#### Your objective:
Write out precisely the lines beginning with the line that contains "Precision agriculture: your job is to find red container" and ending with the last line of the entries, and no other lines.
--- Supplied material ---
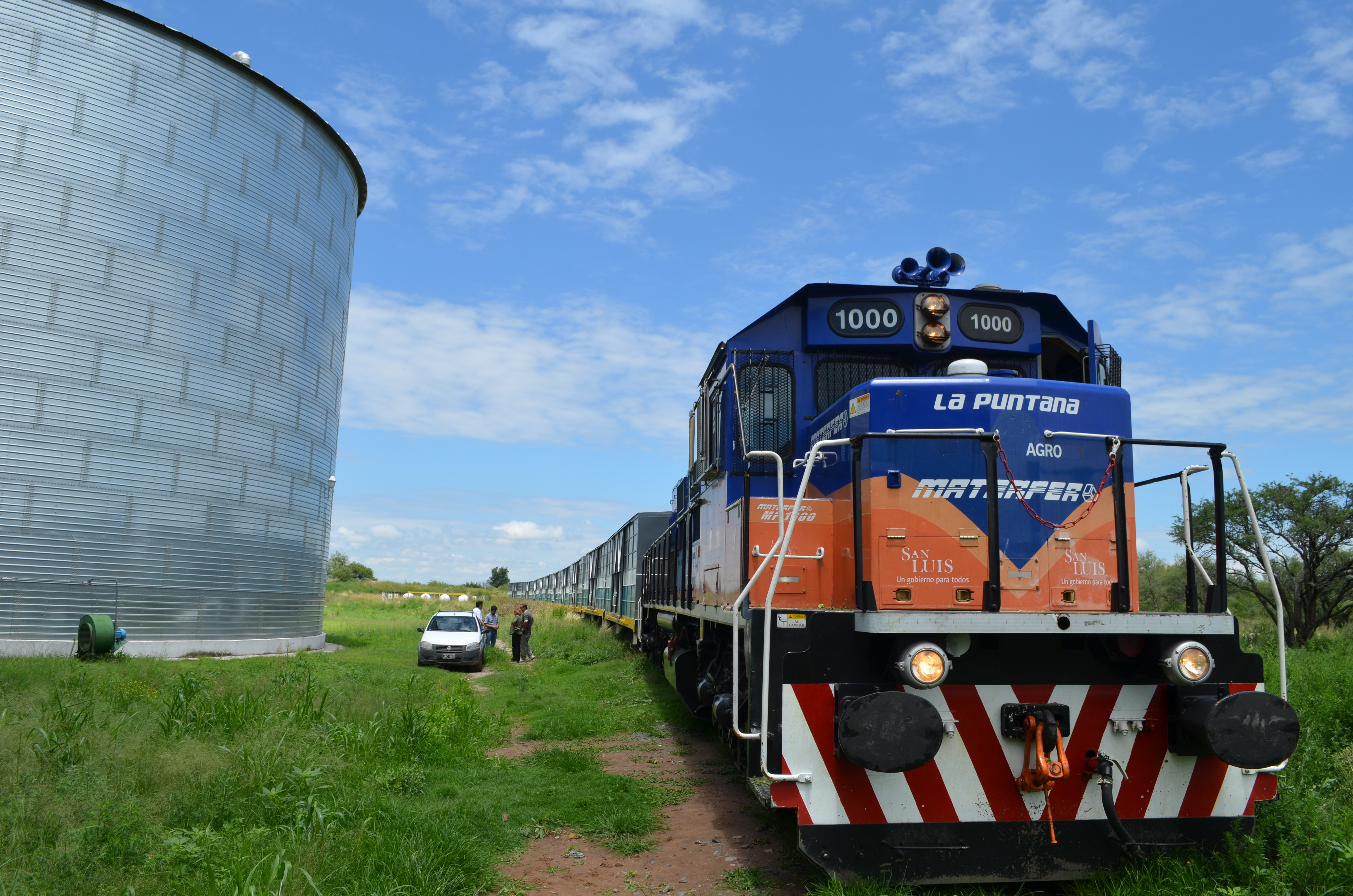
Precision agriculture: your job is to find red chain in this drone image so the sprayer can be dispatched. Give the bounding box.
[996,438,1118,531]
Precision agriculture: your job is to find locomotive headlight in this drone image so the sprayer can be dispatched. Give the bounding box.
[921,292,949,317]
[893,642,954,688]
[1161,642,1212,685]
[912,650,944,685]
[921,321,949,345]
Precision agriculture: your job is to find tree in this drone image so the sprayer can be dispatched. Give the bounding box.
[1137,548,1184,613]
[329,551,376,582]
[329,551,352,582]
[1172,472,1353,647]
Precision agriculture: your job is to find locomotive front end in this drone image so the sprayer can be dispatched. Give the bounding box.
[606,249,1299,884]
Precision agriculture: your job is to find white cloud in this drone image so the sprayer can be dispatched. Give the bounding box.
[344,287,717,444]
[433,0,731,238]
[882,0,1142,123]
[1133,76,1273,130]
[1273,23,1353,137]
[333,489,641,583]
[1104,144,1146,175]
[1076,191,1226,259]
[1235,146,1302,175]
[733,10,804,43]
[1123,365,1353,437]
[494,520,564,541]
[1107,226,1353,352]
[315,73,460,208]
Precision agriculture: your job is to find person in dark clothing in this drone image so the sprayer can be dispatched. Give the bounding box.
[510,608,521,663]
[521,604,536,659]
[484,604,498,647]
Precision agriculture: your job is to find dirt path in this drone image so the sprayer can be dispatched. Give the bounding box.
[502,735,805,896]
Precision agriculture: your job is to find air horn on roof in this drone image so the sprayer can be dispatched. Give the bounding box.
[893,246,968,285]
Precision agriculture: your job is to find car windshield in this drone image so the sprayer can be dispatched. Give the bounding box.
[427,616,479,632]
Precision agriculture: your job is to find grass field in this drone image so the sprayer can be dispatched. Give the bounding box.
[0,589,1353,896]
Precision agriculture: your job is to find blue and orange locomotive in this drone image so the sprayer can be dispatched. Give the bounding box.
[514,249,1298,883]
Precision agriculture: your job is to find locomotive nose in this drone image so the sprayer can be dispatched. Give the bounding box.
[1204,690,1302,769]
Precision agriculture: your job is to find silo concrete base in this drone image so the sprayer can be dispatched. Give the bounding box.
[0,632,325,659]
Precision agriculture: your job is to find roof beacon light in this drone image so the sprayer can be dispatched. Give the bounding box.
[893,246,968,285]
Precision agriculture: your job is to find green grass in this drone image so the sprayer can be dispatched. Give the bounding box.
[325,579,509,608]
[484,606,700,740]
[0,595,679,896]
[0,592,1353,896]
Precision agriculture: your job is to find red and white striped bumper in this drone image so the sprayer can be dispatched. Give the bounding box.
[771,684,1277,824]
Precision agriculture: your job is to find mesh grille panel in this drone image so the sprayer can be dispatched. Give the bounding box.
[1095,342,1123,386]
[813,357,911,414]
[729,352,794,472]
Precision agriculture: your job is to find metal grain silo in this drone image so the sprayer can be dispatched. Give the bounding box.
[0,0,365,655]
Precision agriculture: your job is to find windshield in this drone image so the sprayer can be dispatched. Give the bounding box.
[427,616,479,632]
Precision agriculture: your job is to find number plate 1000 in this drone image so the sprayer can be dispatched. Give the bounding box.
[827,299,902,338]
[957,304,1024,342]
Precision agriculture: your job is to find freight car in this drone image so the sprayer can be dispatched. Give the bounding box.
[511,248,1299,883]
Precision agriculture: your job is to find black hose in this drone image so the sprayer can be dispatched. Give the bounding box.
[1100,778,1146,859]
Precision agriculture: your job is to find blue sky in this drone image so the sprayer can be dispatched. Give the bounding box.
[137,0,1353,582]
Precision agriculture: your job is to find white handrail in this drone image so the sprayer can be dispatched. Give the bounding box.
[752,544,827,560]
[1222,451,1287,704]
[1180,464,1214,587]
[733,449,785,740]
[761,438,859,784]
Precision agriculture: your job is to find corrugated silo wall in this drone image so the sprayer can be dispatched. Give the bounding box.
[0,0,365,655]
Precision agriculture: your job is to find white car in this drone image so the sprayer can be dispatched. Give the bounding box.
[418,611,487,671]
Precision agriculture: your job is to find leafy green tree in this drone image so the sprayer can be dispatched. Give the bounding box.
[329,551,352,582]
[1172,472,1353,646]
[329,551,376,582]
[1137,548,1184,613]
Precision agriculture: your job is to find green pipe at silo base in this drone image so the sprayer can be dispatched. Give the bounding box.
[76,613,114,656]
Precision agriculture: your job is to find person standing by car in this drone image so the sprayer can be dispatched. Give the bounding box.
[511,605,525,663]
[521,604,536,659]
[484,604,498,647]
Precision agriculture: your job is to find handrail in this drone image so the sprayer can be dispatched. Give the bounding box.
[1222,451,1287,704]
[849,429,1001,613]
[1043,429,1229,613]
[1178,464,1212,587]
[733,451,785,740]
[757,438,859,784]
[752,543,827,560]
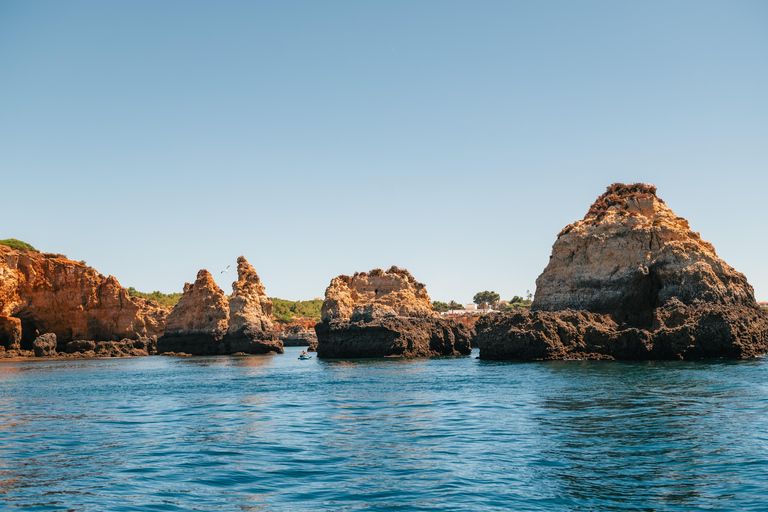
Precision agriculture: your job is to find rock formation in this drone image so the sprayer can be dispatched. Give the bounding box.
[475,184,768,359]
[321,266,436,321]
[315,267,472,358]
[532,184,755,321]
[0,245,169,354]
[157,270,229,354]
[157,256,283,355]
[32,332,56,357]
[227,256,283,354]
[275,321,317,352]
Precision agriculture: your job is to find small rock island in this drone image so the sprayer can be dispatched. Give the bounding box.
[475,183,768,360]
[315,266,472,359]
[157,256,283,355]
[0,245,170,356]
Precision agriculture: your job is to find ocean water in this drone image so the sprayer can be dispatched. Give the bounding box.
[0,347,768,511]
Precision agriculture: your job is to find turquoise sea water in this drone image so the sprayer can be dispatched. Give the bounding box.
[0,347,768,511]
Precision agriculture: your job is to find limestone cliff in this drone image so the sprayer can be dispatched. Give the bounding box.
[321,266,436,321]
[315,267,472,358]
[157,269,229,354]
[531,183,755,323]
[475,184,768,359]
[227,256,283,353]
[157,256,283,355]
[0,245,170,351]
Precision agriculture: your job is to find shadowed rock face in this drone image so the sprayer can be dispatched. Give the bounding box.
[321,266,436,321]
[531,184,755,326]
[0,246,170,351]
[475,184,768,359]
[475,300,768,360]
[157,270,229,354]
[157,256,283,355]
[315,267,472,358]
[228,256,276,348]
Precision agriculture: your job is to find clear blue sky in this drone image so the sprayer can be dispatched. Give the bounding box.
[0,0,768,302]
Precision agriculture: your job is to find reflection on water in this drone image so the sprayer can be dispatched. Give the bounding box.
[0,347,768,511]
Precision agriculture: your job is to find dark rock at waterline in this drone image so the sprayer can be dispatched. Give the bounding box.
[64,340,96,354]
[32,332,56,357]
[157,262,283,355]
[278,324,317,347]
[315,316,472,359]
[475,299,768,360]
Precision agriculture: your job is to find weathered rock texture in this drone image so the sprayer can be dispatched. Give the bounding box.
[321,266,437,321]
[475,184,768,359]
[531,184,756,323]
[315,267,472,359]
[0,245,170,351]
[275,321,317,352]
[32,332,56,357]
[157,256,283,355]
[475,300,768,360]
[226,256,283,354]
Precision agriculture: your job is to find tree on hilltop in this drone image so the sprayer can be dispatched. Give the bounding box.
[432,300,450,313]
[472,290,501,308]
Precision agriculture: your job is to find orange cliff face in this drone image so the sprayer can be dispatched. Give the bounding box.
[532,183,755,320]
[0,245,170,350]
[321,266,438,322]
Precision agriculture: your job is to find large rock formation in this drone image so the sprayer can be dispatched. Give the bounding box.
[475,184,768,359]
[275,320,317,352]
[157,270,229,354]
[532,184,755,322]
[226,256,283,354]
[0,245,169,352]
[157,256,283,355]
[315,267,472,358]
[321,266,436,321]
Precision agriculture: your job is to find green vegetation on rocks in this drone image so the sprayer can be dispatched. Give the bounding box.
[0,238,40,252]
[128,286,183,307]
[432,300,451,313]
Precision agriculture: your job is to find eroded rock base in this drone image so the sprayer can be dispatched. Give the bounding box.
[315,317,472,359]
[475,300,768,360]
[157,333,283,356]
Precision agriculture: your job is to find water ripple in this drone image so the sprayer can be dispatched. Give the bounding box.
[0,347,768,511]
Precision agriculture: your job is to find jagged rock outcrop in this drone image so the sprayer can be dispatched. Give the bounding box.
[275,322,317,352]
[531,184,755,323]
[0,316,21,350]
[476,300,768,360]
[315,267,472,359]
[321,266,437,321]
[32,332,56,357]
[475,184,768,359]
[157,256,283,355]
[0,245,170,353]
[226,256,283,354]
[157,269,229,354]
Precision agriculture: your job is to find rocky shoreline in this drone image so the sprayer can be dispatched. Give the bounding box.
[0,184,768,360]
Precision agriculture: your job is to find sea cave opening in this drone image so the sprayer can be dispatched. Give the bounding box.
[13,310,41,350]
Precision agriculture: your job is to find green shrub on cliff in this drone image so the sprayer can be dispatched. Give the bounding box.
[270,297,323,319]
[432,300,451,313]
[128,286,182,307]
[0,238,40,252]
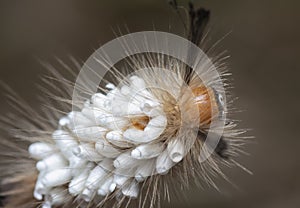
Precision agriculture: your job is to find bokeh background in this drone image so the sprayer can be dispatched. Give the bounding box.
[0,0,300,208]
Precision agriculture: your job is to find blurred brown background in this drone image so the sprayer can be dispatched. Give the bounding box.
[0,0,300,208]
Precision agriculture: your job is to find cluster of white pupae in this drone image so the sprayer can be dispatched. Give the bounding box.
[29,76,183,208]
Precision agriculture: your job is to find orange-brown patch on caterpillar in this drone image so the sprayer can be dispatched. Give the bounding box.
[131,116,150,130]
[192,85,219,127]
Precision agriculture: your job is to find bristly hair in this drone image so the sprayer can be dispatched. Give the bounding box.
[0,0,249,208]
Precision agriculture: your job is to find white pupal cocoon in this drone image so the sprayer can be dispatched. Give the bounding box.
[29,76,189,207]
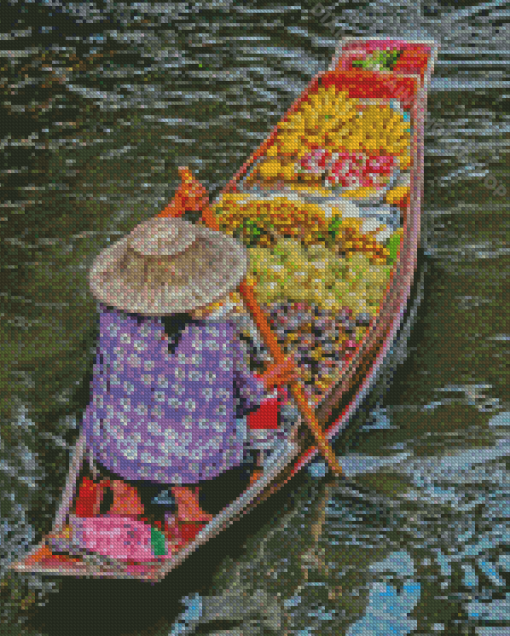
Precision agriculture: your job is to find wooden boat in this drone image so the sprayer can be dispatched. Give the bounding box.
[11,38,438,581]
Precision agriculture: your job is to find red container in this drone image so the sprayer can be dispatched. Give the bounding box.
[393,46,429,76]
[320,69,418,108]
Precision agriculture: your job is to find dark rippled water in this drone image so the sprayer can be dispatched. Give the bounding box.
[0,0,510,636]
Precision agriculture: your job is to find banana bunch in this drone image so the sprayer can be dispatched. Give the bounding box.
[330,104,410,156]
[255,85,410,187]
[271,86,358,158]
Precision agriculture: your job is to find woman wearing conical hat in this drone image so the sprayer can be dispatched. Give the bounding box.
[84,217,296,521]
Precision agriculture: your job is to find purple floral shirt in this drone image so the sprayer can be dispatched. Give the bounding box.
[83,305,264,484]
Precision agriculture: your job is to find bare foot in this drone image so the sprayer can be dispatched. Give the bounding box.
[172,486,213,523]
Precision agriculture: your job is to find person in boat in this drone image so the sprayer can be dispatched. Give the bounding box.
[83,217,296,521]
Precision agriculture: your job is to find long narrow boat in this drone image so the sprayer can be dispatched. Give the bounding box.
[11,38,438,581]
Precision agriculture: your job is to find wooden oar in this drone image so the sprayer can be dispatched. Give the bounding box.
[159,167,343,477]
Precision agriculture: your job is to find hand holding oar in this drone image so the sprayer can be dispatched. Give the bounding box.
[159,167,342,476]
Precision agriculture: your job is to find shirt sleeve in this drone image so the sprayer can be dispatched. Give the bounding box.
[232,331,266,417]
---
#### Solution for this exercise:
Precision agriculture: your job is to find red container in this drone image so the sprayer can be dispatched. Give the bounding box.
[393,46,429,76]
[320,69,418,108]
Precision agriculture: your job is to find dark rippled water in this drone image so the sprayer can be dispatched. Give the bounding box.
[0,0,510,636]
Precision agriculture: your job is to find banana bunch in this drone image so the sprayer can be dispatched. Give the bounding box.
[330,104,410,156]
[255,85,410,187]
[271,86,358,158]
Precision agriculture: your job is to find woman wearing conical hat in this drone image so the sprayer can be dispatched. Give the bounding box.
[84,217,296,521]
Precision agriculture: your job is to find purple floral shirt in this drone image so the sprayer can be dispatched. Give the bounding box.
[83,305,264,484]
Precision agriculture: your job is to find bare foot in this drone image so the sprayer can be dispatched. Give the bounding box.
[172,486,213,523]
Precision agriculture: your job is to find person in boat in this drone image so the sprayer can be dispatched. Give the bounding box.
[83,217,296,521]
Precision agriculture: your job is to find long narrow boat in this drone image so the sprayer can be dispatched. Give the bounding box.
[11,38,438,581]
Precision agriculture: your job is to find wooden oar in this drone image so the sprayer can be dispatched. Give the bounding box.
[159,167,343,477]
Precision agriculture: your job is to find hand holding oar in this drone image so the sprayer can be dispatched. Give the bounding box.
[159,167,342,476]
Precision agriculture: your job is to find shirt sleeve in this drone image so the sprayer can be dispatched. Give the bounding box.
[232,331,266,417]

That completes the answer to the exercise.